* [Exercise]
Based on the entries below, how many lines contain the word "lemon"? Respond with only the number.
##### Supplied material #####
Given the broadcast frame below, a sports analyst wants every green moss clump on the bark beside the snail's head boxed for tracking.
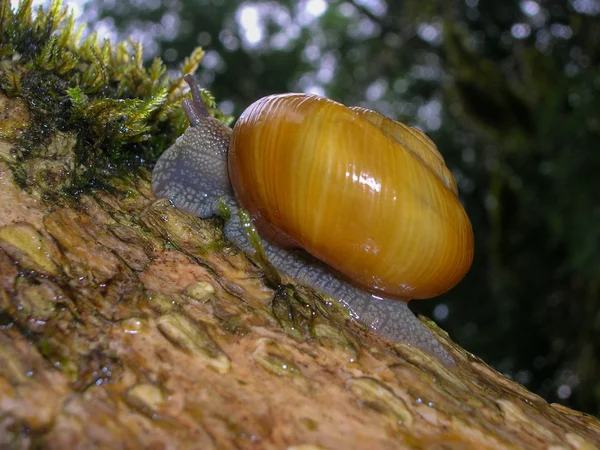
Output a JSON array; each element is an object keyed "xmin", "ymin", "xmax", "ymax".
[{"xmin": 0, "ymin": 0, "xmax": 231, "ymax": 195}]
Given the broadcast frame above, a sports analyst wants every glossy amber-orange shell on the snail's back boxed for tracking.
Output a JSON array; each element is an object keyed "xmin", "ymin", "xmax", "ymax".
[{"xmin": 229, "ymin": 94, "xmax": 473, "ymax": 299}]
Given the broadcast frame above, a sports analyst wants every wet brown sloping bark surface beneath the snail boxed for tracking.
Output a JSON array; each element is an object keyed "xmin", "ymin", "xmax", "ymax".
[{"xmin": 0, "ymin": 91, "xmax": 600, "ymax": 450}]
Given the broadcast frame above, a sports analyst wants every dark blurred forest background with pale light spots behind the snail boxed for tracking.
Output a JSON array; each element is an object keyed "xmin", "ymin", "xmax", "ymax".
[{"xmin": 39, "ymin": 0, "xmax": 600, "ymax": 415}]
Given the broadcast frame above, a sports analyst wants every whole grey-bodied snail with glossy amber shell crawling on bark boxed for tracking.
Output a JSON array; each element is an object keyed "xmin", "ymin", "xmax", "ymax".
[{"xmin": 152, "ymin": 75, "xmax": 473, "ymax": 365}]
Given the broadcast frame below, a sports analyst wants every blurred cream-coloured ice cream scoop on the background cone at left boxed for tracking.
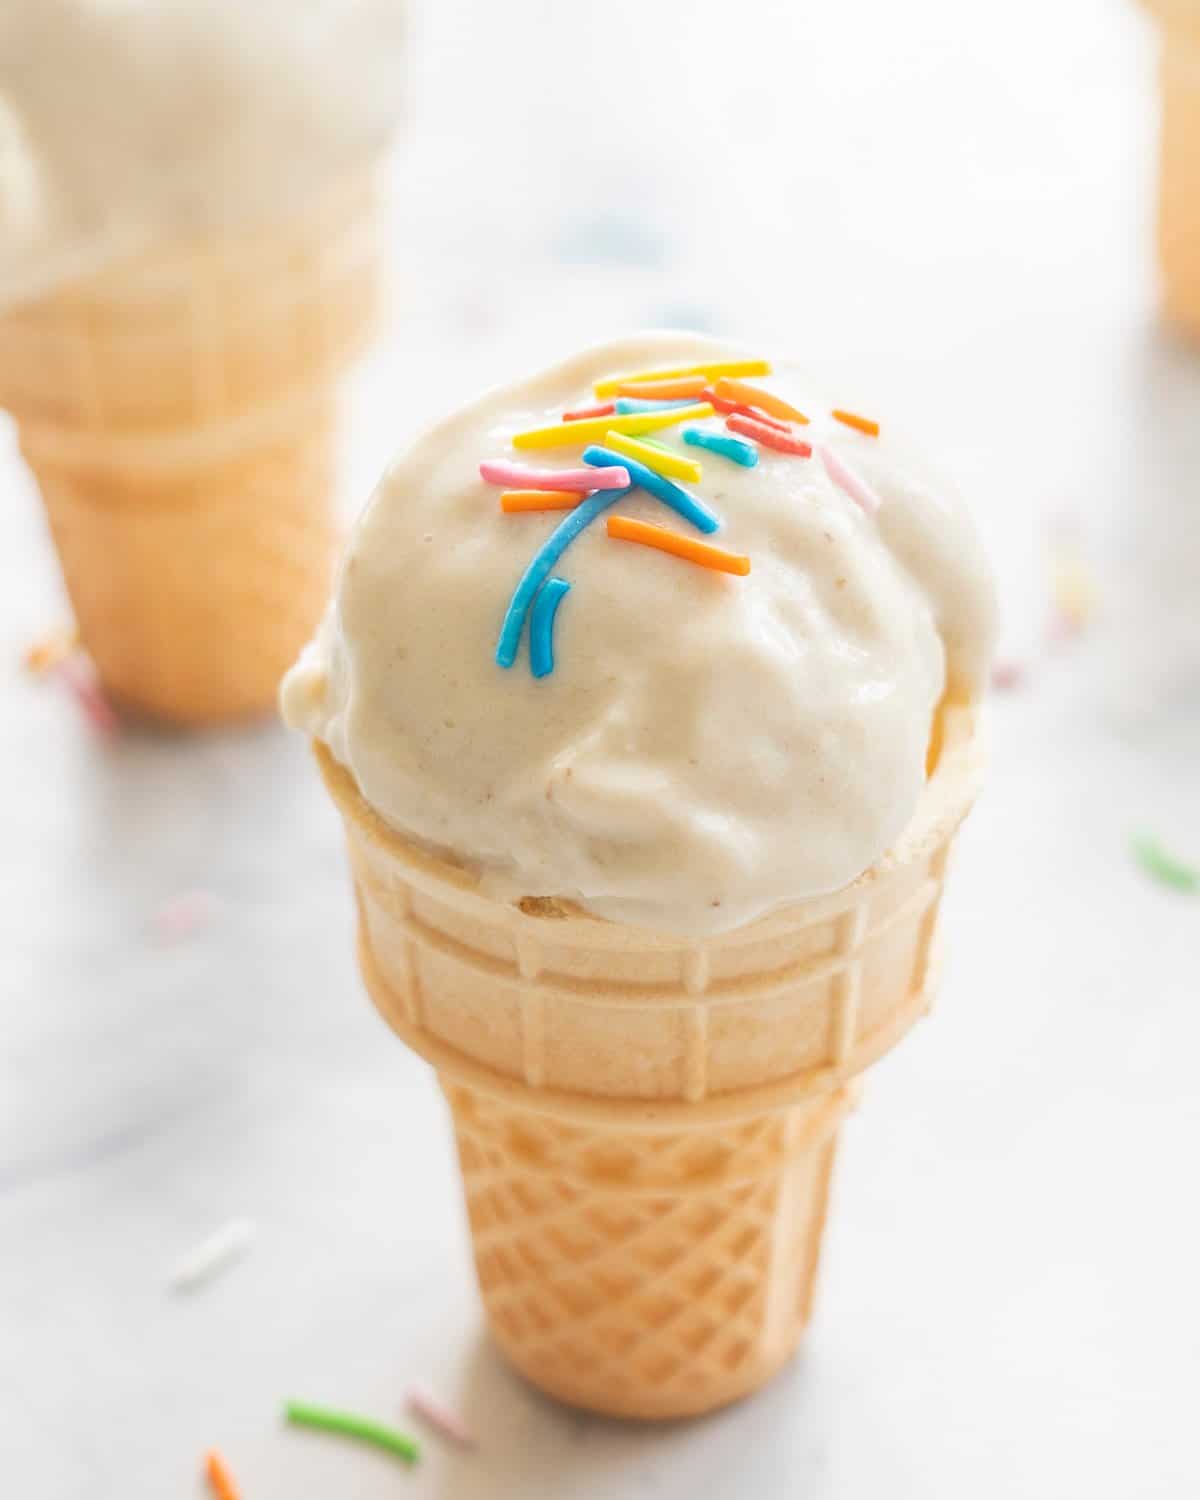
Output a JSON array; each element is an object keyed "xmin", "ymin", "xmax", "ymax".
[{"xmin": 0, "ymin": 0, "xmax": 405, "ymax": 300}]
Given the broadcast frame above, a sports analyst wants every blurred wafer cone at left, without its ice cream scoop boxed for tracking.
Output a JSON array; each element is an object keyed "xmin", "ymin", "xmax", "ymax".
[{"xmin": 0, "ymin": 179, "xmax": 380, "ymax": 723}]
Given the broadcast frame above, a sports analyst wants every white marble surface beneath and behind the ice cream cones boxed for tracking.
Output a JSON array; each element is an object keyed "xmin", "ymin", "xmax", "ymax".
[{"xmin": 0, "ymin": 0, "xmax": 1200, "ymax": 1500}]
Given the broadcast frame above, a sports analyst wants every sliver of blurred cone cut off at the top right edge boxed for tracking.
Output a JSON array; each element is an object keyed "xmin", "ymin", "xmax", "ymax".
[{"xmin": 1146, "ymin": 0, "xmax": 1200, "ymax": 339}]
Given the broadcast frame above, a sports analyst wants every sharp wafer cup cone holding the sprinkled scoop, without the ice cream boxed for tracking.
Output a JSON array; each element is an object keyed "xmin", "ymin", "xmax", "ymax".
[{"xmin": 318, "ymin": 710, "xmax": 980, "ymax": 1418}]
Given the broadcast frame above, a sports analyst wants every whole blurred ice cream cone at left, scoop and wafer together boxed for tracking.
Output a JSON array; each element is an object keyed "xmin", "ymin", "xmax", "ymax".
[{"xmin": 0, "ymin": 0, "xmax": 399, "ymax": 723}]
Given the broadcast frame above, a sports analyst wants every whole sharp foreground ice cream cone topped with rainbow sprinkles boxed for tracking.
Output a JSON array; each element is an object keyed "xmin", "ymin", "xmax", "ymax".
[{"xmin": 284, "ymin": 335, "xmax": 992, "ymax": 1418}]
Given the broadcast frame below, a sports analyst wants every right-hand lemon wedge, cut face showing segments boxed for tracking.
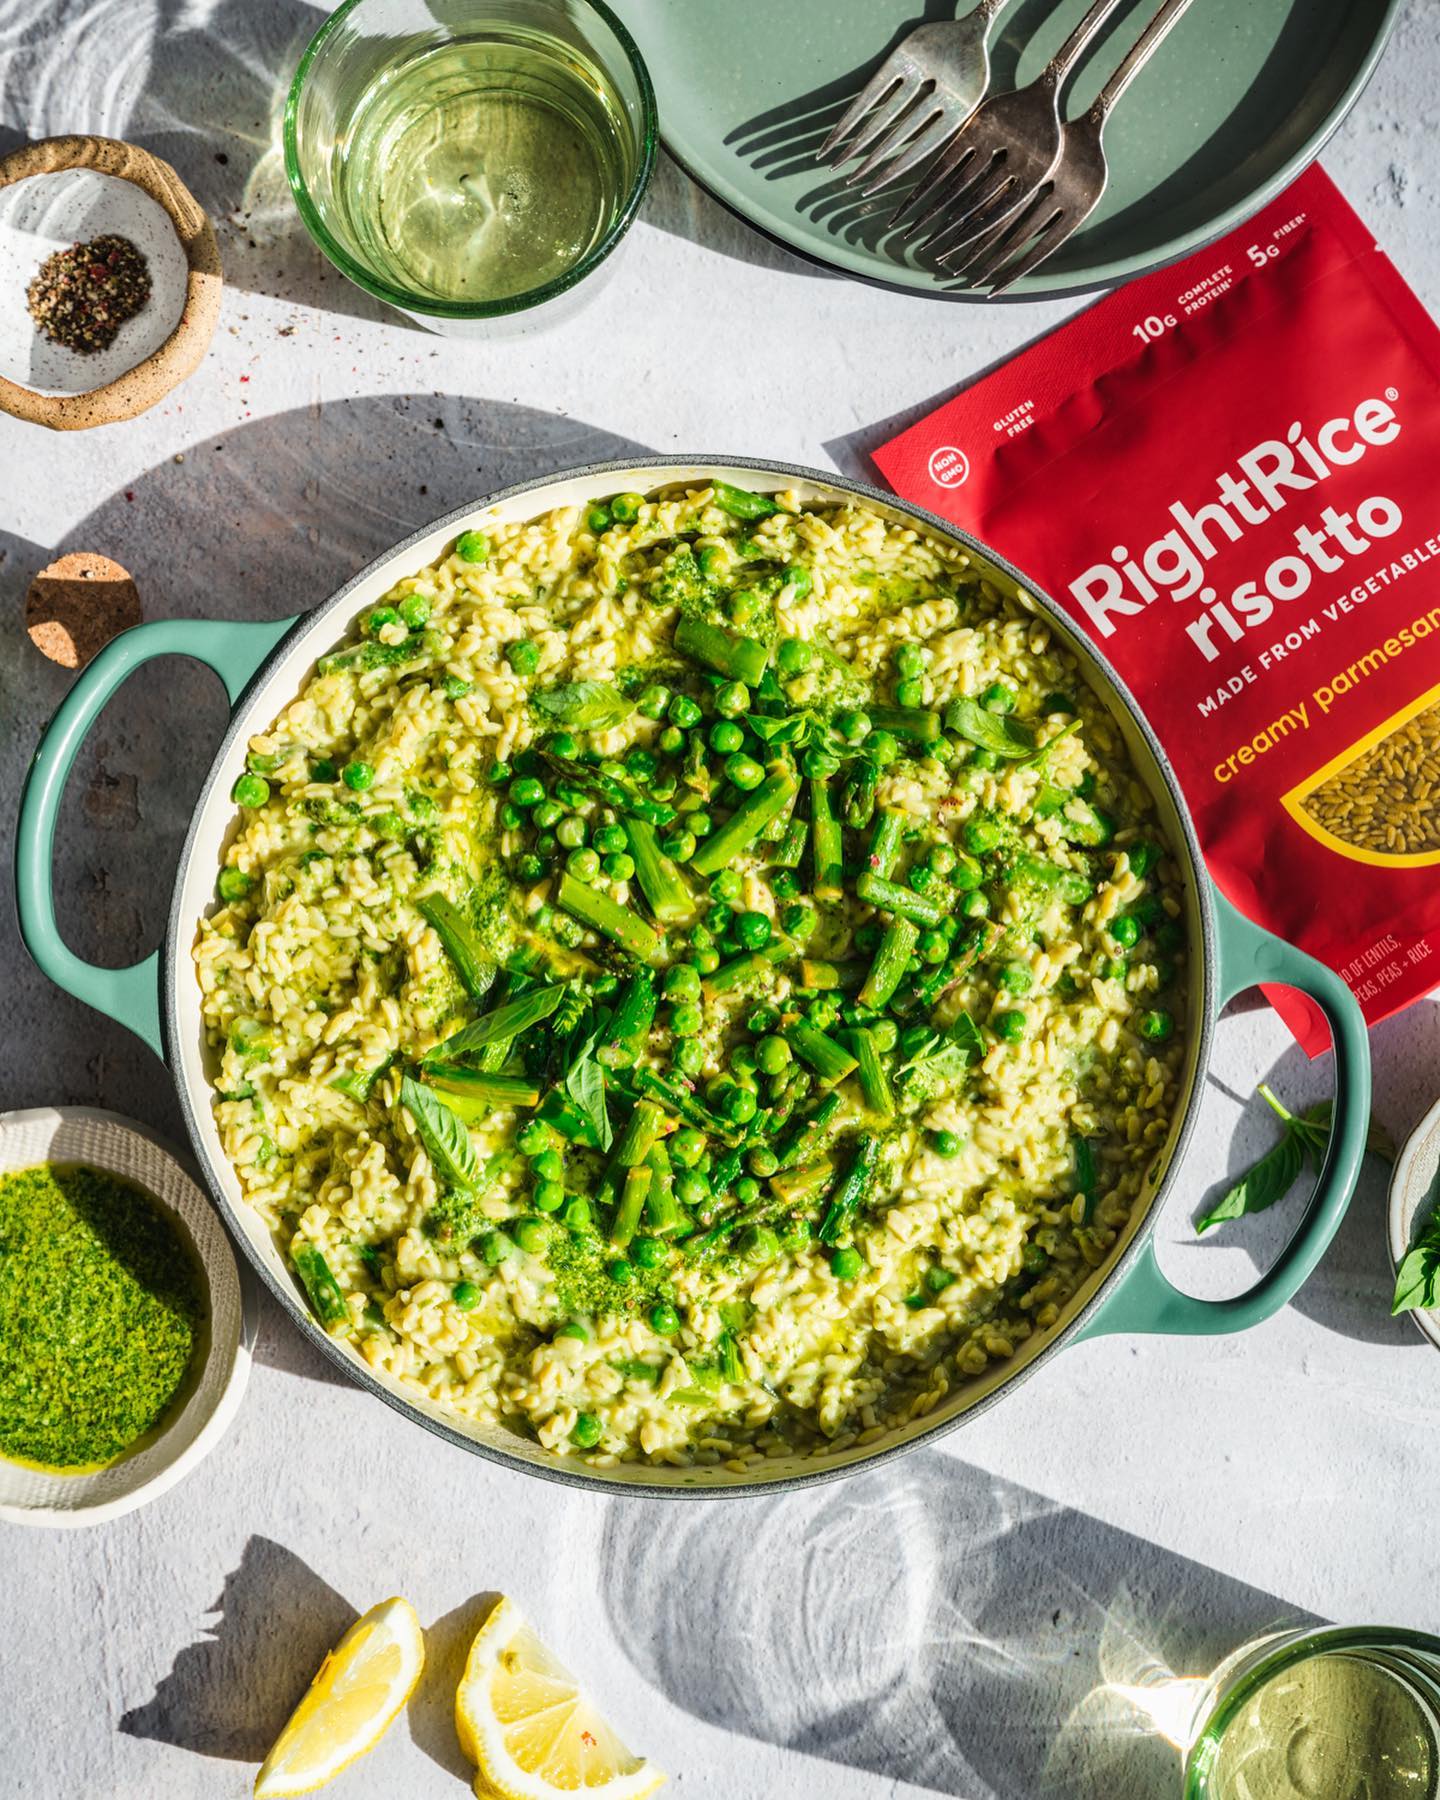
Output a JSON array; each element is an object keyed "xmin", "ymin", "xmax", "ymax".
[{"xmin": 455, "ymin": 1600, "xmax": 664, "ymax": 1800}]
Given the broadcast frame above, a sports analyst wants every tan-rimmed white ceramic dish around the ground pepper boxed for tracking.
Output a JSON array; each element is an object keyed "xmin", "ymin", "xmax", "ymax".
[{"xmin": 0, "ymin": 137, "xmax": 221, "ymax": 432}]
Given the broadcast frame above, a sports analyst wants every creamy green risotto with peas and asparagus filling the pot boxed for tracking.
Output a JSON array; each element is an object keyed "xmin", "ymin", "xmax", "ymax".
[{"xmin": 194, "ymin": 482, "xmax": 1186, "ymax": 1469}]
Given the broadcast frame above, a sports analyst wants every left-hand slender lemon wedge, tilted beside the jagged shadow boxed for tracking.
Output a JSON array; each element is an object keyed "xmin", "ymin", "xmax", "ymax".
[{"xmin": 256, "ymin": 1600, "xmax": 425, "ymax": 1800}]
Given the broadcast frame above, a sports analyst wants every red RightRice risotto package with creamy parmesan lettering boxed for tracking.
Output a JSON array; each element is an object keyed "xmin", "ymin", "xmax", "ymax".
[{"xmin": 877, "ymin": 169, "xmax": 1440, "ymax": 1055}]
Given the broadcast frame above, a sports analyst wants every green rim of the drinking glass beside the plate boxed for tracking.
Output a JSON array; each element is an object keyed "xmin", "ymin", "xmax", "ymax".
[{"xmin": 283, "ymin": 0, "xmax": 661, "ymax": 319}]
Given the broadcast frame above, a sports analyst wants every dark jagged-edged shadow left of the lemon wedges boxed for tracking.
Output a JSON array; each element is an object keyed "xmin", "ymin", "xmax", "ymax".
[{"xmin": 121, "ymin": 1537, "xmax": 358, "ymax": 1762}]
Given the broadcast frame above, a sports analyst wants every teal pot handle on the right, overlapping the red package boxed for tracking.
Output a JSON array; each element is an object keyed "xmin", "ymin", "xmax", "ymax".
[{"xmin": 1076, "ymin": 891, "xmax": 1370, "ymax": 1337}]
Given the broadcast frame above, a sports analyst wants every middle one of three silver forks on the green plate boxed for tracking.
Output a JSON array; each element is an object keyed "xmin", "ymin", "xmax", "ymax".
[{"xmin": 895, "ymin": 0, "xmax": 1121, "ymax": 256}]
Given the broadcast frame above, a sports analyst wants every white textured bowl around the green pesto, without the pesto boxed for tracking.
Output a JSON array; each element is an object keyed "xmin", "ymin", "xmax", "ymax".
[{"xmin": 0, "ymin": 1107, "xmax": 256, "ymax": 1526}]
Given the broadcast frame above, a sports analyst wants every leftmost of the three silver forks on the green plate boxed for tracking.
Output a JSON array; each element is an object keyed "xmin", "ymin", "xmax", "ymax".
[{"xmin": 815, "ymin": 0, "xmax": 1008, "ymax": 194}]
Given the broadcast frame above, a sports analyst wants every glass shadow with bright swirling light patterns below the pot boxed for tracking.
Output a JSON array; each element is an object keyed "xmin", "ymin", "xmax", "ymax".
[{"xmin": 603, "ymin": 1453, "xmax": 1309, "ymax": 1800}]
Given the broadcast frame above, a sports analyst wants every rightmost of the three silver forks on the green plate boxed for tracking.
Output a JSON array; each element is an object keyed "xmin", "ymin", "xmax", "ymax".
[{"xmin": 940, "ymin": 0, "xmax": 1192, "ymax": 293}]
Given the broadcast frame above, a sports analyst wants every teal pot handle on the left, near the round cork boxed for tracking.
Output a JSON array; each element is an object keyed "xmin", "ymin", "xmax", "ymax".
[{"xmin": 14, "ymin": 619, "xmax": 295, "ymax": 1060}]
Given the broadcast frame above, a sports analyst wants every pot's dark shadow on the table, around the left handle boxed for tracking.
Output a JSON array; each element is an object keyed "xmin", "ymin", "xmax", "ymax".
[{"xmin": 0, "ymin": 394, "xmax": 650, "ymax": 1138}]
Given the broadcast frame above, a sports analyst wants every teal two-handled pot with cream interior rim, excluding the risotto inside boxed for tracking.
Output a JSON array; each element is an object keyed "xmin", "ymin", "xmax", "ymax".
[{"xmin": 16, "ymin": 457, "xmax": 1370, "ymax": 1494}]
#####
* [Exercise result]
3